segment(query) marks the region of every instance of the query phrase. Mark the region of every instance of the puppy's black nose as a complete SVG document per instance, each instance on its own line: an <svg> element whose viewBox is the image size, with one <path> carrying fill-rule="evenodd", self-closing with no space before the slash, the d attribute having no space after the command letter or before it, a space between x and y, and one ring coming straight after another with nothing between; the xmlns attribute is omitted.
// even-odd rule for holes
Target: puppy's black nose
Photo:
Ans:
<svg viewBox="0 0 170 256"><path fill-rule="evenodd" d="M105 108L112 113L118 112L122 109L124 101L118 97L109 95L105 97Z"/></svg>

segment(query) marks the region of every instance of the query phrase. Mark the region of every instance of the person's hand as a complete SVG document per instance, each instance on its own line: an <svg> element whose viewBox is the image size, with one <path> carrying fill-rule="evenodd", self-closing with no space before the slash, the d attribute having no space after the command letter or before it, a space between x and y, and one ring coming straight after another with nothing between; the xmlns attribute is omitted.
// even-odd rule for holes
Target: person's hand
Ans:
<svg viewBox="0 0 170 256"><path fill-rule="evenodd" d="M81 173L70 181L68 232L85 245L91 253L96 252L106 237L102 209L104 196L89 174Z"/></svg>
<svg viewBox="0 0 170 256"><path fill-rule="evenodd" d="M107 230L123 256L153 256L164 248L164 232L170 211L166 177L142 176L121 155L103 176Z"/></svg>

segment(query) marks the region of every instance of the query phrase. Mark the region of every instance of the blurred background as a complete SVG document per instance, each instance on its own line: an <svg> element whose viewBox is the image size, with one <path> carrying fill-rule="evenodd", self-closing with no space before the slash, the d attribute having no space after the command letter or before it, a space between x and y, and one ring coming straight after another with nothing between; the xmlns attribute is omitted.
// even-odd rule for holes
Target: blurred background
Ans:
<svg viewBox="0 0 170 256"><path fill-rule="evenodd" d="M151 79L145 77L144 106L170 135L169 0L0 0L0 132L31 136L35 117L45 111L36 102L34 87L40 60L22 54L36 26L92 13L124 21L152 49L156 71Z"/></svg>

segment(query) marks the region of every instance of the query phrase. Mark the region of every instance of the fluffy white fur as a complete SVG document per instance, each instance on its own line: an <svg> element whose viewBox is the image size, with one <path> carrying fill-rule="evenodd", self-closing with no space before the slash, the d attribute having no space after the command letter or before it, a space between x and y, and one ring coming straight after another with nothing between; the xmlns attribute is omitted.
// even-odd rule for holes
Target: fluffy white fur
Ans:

> _Set task_: Copy all of the entries above exactly as they appear, character for character.

> _Written response_:
segment(query) marks the region of every instance of the query phrase. Mark the region of every instance of the puppy's black nose as a complete SVG document per instance, each instance on its own line: an <svg> element whose viewBox is the image size, with one <path> carrying fill-rule="evenodd", self-closing with no space before the slash, the d attribute having no space after the command letter or before it, a space between x and y, and one ring coming straight after another with nothing between; the xmlns attribute is omitted.
// even-odd rule for holes
Target: puppy's black nose
Photo:
Ans:
<svg viewBox="0 0 170 256"><path fill-rule="evenodd" d="M105 108L112 113L118 112L122 109L124 101L118 97L109 95L105 97Z"/></svg>

segment(query) marks the region of every instance of the query phrase. Mark the region of every instance of the person's hand as a complete SVG document per instance, each instance on its own line: an <svg> element whose viewBox is the image size, with one <path> carrying fill-rule="evenodd", self-closing with no space before the slash, the d attribute having no space after the command letter or before it, a space between x and y, and one ring coming straight after another with nothing between; the xmlns attribute is omitted.
// even-odd rule for holes
Target: person's hand
Ans:
<svg viewBox="0 0 170 256"><path fill-rule="evenodd" d="M81 173L70 181L68 232L85 245L91 253L96 252L106 237L102 209L104 196L89 174Z"/></svg>
<svg viewBox="0 0 170 256"><path fill-rule="evenodd" d="M107 230L123 256L153 256L164 248L164 232L170 211L166 177L142 176L121 155L103 176Z"/></svg>

segment(query) marks the region of every instance of the query phrase. Mark the region of every instance of the blurred background as a complete SVG document per instance, each instance on its own line: an <svg> element whose viewBox is the image size, with one <path> carrying fill-rule="evenodd", self-closing with no space before the slash, the d attribute having no space after the command letter or before it, a space between x and y, and one ring coming straight after another with nothing between; the xmlns attribute is omitted.
// even-odd rule for holes
Target: blurred background
Ans:
<svg viewBox="0 0 170 256"><path fill-rule="evenodd" d="M151 79L145 77L144 106L170 135L169 0L0 0L0 132L31 136L35 117L45 111L36 102L34 87L40 60L22 54L36 26L92 13L124 21L152 49L156 71Z"/></svg>

segment(query) marks the region of every instance of the query phrase. Mark the region of every instance of the fluffy white fur as a complete SVG document per instance, each instance on its own line: an <svg> element whose viewBox is the image size, with one <path> carrying fill-rule="evenodd", self-closing with no space before the slash, the d attribute having no space after the command letter or before it, a space between x and y, and one ring coming straight after another with nothing between; the xmlns attribute is omitted.
// even-odd rule for holes
Target: fluffy white fur
Ans:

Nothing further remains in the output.